Content starts
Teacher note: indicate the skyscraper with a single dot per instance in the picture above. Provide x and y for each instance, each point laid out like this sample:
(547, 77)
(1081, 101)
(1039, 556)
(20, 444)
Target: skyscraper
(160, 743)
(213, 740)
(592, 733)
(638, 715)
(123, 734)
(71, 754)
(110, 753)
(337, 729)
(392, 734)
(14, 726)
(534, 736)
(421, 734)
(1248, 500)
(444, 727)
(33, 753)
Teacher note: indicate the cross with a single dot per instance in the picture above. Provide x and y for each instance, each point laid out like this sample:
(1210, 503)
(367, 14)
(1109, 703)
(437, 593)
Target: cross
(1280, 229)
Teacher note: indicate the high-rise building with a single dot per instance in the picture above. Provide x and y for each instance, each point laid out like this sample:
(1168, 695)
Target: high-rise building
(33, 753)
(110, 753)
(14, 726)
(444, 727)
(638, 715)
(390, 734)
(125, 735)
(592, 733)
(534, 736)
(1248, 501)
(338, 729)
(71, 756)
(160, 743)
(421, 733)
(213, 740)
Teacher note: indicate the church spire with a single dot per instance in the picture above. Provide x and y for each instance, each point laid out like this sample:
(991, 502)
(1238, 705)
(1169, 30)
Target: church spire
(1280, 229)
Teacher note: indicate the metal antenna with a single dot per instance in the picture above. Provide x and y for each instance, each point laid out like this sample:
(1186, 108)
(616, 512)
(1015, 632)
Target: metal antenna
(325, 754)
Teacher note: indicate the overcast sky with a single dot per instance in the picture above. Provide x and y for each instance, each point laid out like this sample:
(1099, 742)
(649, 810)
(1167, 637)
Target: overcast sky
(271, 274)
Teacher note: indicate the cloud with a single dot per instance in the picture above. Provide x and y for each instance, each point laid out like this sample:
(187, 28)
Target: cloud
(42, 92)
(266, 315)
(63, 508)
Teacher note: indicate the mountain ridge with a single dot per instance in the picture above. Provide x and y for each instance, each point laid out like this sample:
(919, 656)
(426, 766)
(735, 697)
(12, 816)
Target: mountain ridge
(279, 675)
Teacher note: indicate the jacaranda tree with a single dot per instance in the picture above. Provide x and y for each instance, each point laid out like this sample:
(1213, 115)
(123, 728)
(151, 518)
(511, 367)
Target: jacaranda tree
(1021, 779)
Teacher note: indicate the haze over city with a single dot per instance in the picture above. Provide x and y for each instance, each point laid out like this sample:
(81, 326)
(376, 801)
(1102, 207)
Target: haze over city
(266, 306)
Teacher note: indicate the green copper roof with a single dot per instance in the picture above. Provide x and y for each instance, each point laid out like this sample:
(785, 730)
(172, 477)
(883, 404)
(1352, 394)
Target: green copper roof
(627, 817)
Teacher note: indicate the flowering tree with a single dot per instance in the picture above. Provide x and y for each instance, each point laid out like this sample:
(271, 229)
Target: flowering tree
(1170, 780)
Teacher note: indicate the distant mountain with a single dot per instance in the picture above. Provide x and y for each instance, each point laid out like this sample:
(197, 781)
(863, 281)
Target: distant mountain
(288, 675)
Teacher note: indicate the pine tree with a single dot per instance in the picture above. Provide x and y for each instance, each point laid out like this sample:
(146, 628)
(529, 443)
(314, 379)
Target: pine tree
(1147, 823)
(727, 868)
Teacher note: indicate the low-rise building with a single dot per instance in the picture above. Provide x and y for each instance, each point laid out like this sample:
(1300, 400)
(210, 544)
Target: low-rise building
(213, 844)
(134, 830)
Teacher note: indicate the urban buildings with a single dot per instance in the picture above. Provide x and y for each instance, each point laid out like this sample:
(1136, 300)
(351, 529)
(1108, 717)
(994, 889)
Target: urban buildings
Content ends
## TASK GOAL
The task calls for all the records above to be repeated exactly.

## RESULT FOR THIS TASK
Teacher note: indicate the skyscraper with a single dot per instance in the picture above. Provide x and y for each instance, each point laid out like this sample:
(547, 77)
(1081, 101)
(1039, 556)
(20, 444)
Target: skyscraper
(160, 743)
(213, 740)
(592, 733)
(638, 715)
(123, 734)
(71, 754)
(110, 753)
(337, 729)
(392, 734)
(14, 726)
(534, 736)
(421, 734)
(1248, 500)
(444, 727)
(33, 753)
Teacher note: indicate the cross with a single dot per instance in the picture above. Provide x and y for each instance, each point laid out like this sample:
(1210, 503)
(367, 14)
(1109, 703)
(437, 593)
Target: cross
(1280, 229)
Teacher note: indicate the high-rise building with a single dot per instance in the picture above. Provide x and y for each instance, each point laid out like this sample:
(1168, 695)
Target: high-rise building
(33, 753)
(110, 753)
(14, 726)
(444, 727)
(638, 715)
(390, 734)
(125, 735)
(592, 733)
(534, 736)
(1248, 501)
(338, 729)
(71, 756)
(160, 743)
(421, 733)
(213, 740)
Teacher note: indicate the church spire with a single dot per instance in the picture above. Provide x and y for each instance, each point laid out like this sample:
(991, 502)
(1238, 705)
(1169, 30)
Target: church spire
(1280, 229)
Teacher note: indicate the metal antenna with a single dot per instance in the picture above. Provide x and y for each instance, each point laid out like this sample:
(1186, 108)
(616, 512)
(1015, 632)
Target: metal antenna
(325, 754)
Teacher note: indicate the overcast sky with a single dot per instance in the picture above. Provide x and y for each instance, each point laid out like this sample:
(1099, 742)
(649, 810)
(1167, 637)
Target: overcast sky
(271, 274)
Teacher note: indicate the cloud with a single dot per instance in the picture above. Provide x and y for each instance, each point laid out like this sample:
(187, 28)
Target: cloud
(42, 92)
(266, 315)
(63, 508)
Teacher note: indicate the mountain ridge with a single dot per instance in the picture above. Provide x and y for each instance, each point laid out like this sample:
(919, 656)
(426, 766)
(735, 697)
(12, 816)
Target: mountain ridge
(279, 675)
Teacher note: indicate the jacaranda tree with a single dot per instance in the picture above. Provide x and y for each instance, each point laid out like this sample:
(1213, 115)
(123, 728)
(151, 518)
(511, 367)
Target: jacaranda tree
(1021, 779)
Teacher note: indicate the haze over city with a single dot per instance in the picture above. Provide x and y for each instance, each point laid out like this sample:
(81, 326)
(376, 801)
(1102, 207)
Target: haze over city
(266, 306)
Teacher note: indicate the green copper roof with a single dot per instance in the picture above. Provide x and y for each instance, each point laid out like this sample:
(785, 730)
(172, 477)
(883, 404)
(1352, 394)
Target: green copper roof
(627, 817)
Teacher note: indicate the flowering tree with a single dot per instance in the picture above. Provide x and y for each instance, each point laid out like this sample:
(271, 229)
Target: flowering tree
(1170, 780)
Teacher note: indicate the distant mountain with a single dot per instance in the picture above. Provide x and y for each instance, each point laid out like this sample:
(197, 781)
(863, 281)
Target: distant mountain
(288, 675)
Teacher note: indicate the pine tree with a single dot per instance in the picture above. Provide x and y for each instance, each point laid out like this sample:
(146, 628)
(529, 443)
(314, 379)
Target: pine tree
(1147, 823)
(727, 868)
Teacher note: indicate the low-rise building with a single dot per instance in the picture above. Provide x and y for each instance, each point laid out like this sample:
(1300, 400)
(210, 544)
Target: low-rise building
(213, 844)
(134, 830)
Teacher note: indicate the urban buildings with a single dot per instance in the picture above. Provide x and y for each instance, each point laid out like this sample:
(1136, 300)
(351, 529)
(1108, 717)
(994, 889)
Target: urban buildings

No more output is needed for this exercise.